§ **TRY IT**
Each of the entries below should be written out exactly as it reads.
━━━━━ ENTRIES SUPPLIED ━━━━━
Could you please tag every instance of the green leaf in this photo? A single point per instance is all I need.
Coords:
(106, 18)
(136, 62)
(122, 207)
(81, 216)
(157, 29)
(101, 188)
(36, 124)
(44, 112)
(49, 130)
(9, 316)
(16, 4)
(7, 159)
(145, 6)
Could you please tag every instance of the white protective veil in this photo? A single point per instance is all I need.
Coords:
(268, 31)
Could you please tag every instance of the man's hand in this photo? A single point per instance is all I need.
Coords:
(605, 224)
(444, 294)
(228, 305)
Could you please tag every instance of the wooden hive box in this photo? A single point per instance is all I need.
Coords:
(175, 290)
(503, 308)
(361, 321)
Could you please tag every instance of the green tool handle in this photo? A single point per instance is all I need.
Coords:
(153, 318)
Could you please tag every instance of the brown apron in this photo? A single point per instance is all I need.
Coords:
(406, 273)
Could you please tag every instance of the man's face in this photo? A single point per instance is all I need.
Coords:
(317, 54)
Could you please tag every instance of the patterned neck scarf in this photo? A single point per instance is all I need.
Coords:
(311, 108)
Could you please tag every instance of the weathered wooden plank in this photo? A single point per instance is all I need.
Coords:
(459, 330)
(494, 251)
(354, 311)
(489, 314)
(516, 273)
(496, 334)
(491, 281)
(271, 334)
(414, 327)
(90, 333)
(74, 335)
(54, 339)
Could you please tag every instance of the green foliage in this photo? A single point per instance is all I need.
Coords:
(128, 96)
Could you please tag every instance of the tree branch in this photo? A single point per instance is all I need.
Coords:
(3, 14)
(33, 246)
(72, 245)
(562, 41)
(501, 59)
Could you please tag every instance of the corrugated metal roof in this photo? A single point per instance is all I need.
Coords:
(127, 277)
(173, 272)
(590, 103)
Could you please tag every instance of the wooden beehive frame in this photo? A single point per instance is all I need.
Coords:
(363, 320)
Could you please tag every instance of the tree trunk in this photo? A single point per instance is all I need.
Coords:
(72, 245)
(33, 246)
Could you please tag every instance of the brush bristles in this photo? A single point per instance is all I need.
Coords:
━━━━━
§ **RESPONSE AREA**
Could you please tag every instance of the green leaf in this photo? A single point per instance is all I need.
Coords:
(106, 18)
(136, 62)
(122, 207)
(81, 216)
(157, 29)
(101, 188)
(36, 124)
(44, 112)
(49, 130)
(9, 316)
(16, 4)
(7, 159)
(145, 6)
Could you please tag every instance of the white protective veil in this photo? A single point per instance is all I need.
Coords:
(268, 31)
Could you please tag every instance of the man's hand in this photo? A single point per instance is all I need.
Coords:
(605, 224)
(444, 294)
(228, 305)
Could you please tag every instance of the wooden hive box in this photo? A single point per instance is all I need.
Coords:
(175, 290)
(503, 308)
(361, 321)
Could you please tag every instance of the green tool handle in this photo? A single point per instance is all I need.
Coords:
(153, 318)
Could you please tag every instance of the brown apron in this photo? A single point per instance is all I need.
Coords:
(406, 273)
Could you please tag every instance of the man's face in this photo? A single point per instance is all I need.
Coords:
(317, 54)
Could you please tag every instance of the patterned neck scarf in this photo? A single point per instance is all I need.
Coords:
(311, 108)
Could you please tag every instance of the weathered wooden plank in this photo? A single point per instance is all I need.
Coords:
(459, 330)
(494, 251)
(354, 311)
(489, 314)
(516, 273)
(496, 334)
(491, 281)
(271, 334)
(414, 327)
(90, 333)
(74, 335)
(54, 339)
Could you please tag every instance of the green foliage in this photo? A single point per instance is all I need.
Coords:
(128, 96)
Could you please tag every instance of the tree branch in this photo? A single point per instance is all I need.
Coords:
(3, 14)
(33, 246)
(72, 245)
(562, 41)
(501, 59)
Could you please tag every instance of the corrugated metal roof in this photo? A single point per instance is all I need.
Coords:
(127, 277)
(173, 272)
(590, 103)
Could you please tag every instance of the wooden beehive frame in this photo? A single point per instance is all I need.
Coords:
(363, 320)
Could you please tag every instance of the tree trunk in this photo? A single point per instance is all I need.
Coords:
(72, 245)
(33, 246)
Could you please tag every instance of the brush bristles in this photo? A single point per instance is all I need.
Coords:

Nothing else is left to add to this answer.